The rest of the paper is structured as follows: Sect. 2 presents an overview of the ontology and the datasets. Section 3 describes the selected queries and analyses the features form and Basic Graph Pattern (BGP)Footnote 3 involve in their construction. Section 4 describes the set up of the benchmark, followed by Sect. 5 and discussions. Section 7 presents some related works and Sect. 8 concludes the paper and highlights future work.

2 PO Semantic Datasets

This section presents an overview of the ontology used to model the datasets at PO, with an analysis of the nquads dataset used for the benchmarking.

2.1 Ontology

The Common Metadata Model (CDM) is the ontology used by the Publications Office to generate data in RDF. CDMFootnote 4 is an ontology based on the Functional Requirements for Bibliographic Records (FRBR) model described in RDF(S)/OWL to represent the relationships between the resource types managed by the PO and their views according to the FRBR model in terms of Work, Expression, Manifestation and Item.

+--

Work to complete
• a. Name the terms of the FRBR model that the paper excerpt uses to describe the views of resource types.
• b. Return the part of the paper excerpt starting at "The rest of" and ending at "highlights future work.", copied word for word.
These records come from a separate source.

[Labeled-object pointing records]
+--

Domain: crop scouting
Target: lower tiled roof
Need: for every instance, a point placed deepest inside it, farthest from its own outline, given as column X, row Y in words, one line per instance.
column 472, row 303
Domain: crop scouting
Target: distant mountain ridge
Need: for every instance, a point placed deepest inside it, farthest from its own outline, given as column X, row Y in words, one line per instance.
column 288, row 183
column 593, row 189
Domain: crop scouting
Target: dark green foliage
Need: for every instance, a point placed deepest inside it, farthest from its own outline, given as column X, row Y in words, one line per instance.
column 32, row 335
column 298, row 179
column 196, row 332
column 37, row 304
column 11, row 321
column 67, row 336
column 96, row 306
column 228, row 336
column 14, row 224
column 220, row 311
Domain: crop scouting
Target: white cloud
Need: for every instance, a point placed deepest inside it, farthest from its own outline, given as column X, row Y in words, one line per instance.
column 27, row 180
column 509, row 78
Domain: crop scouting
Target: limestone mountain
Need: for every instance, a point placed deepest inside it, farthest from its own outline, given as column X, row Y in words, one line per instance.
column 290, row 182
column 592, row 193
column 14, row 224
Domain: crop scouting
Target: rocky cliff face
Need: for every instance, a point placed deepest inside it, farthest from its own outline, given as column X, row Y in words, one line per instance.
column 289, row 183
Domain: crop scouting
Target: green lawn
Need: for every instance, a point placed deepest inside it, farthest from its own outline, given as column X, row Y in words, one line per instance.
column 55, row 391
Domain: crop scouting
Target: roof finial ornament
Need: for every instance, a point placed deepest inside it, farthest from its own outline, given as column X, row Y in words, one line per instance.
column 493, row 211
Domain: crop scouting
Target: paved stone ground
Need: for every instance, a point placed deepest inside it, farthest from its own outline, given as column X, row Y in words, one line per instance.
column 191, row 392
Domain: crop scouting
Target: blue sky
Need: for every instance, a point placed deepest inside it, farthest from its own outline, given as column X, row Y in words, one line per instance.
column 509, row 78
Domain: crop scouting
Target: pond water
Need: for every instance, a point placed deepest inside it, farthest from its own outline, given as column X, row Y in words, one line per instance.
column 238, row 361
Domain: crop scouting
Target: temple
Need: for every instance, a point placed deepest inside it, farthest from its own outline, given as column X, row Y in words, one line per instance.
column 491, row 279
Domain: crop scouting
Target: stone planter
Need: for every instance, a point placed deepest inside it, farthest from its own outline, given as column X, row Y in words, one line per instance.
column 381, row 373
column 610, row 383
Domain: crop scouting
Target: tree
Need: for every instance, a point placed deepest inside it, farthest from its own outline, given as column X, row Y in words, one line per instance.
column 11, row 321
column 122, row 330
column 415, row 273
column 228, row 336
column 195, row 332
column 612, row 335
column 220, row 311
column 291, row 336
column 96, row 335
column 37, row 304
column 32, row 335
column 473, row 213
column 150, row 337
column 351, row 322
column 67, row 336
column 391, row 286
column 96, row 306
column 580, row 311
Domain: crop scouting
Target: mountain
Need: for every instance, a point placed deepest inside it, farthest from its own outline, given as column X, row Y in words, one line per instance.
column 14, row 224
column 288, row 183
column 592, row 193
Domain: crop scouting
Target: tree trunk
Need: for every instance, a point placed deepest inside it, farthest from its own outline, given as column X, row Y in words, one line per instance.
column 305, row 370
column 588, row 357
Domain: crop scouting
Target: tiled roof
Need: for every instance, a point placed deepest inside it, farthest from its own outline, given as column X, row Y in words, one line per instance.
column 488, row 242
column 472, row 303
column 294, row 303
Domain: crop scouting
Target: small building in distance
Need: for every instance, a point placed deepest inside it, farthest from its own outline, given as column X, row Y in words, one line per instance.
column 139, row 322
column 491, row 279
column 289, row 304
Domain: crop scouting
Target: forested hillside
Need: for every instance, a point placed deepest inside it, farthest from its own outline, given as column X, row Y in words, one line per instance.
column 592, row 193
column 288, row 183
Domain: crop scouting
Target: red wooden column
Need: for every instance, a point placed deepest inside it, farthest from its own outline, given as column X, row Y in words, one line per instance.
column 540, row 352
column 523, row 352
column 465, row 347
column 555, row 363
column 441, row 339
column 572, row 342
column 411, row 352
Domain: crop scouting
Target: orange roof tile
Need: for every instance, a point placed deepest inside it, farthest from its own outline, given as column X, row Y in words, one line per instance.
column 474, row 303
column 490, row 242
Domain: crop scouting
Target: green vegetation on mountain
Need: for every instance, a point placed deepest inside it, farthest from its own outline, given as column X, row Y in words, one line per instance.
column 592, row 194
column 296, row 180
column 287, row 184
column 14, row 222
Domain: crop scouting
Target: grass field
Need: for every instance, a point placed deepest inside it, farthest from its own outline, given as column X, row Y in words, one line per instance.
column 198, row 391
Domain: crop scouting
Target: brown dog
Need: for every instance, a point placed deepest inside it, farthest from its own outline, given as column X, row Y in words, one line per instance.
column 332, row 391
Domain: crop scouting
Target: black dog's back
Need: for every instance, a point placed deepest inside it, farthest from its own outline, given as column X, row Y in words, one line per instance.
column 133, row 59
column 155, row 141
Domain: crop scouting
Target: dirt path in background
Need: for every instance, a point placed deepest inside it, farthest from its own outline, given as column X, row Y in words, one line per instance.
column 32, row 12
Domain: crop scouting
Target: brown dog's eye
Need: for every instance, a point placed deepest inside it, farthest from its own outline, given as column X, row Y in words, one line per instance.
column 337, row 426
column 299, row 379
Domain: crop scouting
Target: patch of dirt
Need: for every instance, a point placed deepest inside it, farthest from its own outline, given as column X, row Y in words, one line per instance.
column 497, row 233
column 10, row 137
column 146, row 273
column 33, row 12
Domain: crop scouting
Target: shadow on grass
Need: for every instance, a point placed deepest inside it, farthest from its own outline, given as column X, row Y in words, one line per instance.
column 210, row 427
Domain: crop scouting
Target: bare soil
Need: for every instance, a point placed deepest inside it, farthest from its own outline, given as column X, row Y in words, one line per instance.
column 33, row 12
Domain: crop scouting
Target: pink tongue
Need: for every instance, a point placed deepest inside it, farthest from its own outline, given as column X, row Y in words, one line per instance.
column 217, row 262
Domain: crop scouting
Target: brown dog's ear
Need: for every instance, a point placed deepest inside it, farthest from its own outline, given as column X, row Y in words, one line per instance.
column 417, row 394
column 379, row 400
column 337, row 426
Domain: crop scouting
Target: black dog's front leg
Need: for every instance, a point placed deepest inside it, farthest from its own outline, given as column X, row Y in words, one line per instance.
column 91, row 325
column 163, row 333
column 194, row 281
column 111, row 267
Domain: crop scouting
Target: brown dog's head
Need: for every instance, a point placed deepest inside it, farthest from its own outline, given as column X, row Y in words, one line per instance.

+--

Answers to each task
• a. Work, Expression, Manifestation, Item

• b.
The rest of the paper is structured as follows: Sect. 2 presents an overview of the ontology and the datasets. Section 3 describes the selected queries and analyses the features form and Basic Graph Pattern (BGP)Footnote 3 involve in their construction. Section 4 describes the set up of the benchmark, followed by Sect. 5 and discussions. Section 7 presents some related works and Sect. 8 concludes the paper and highlights future work.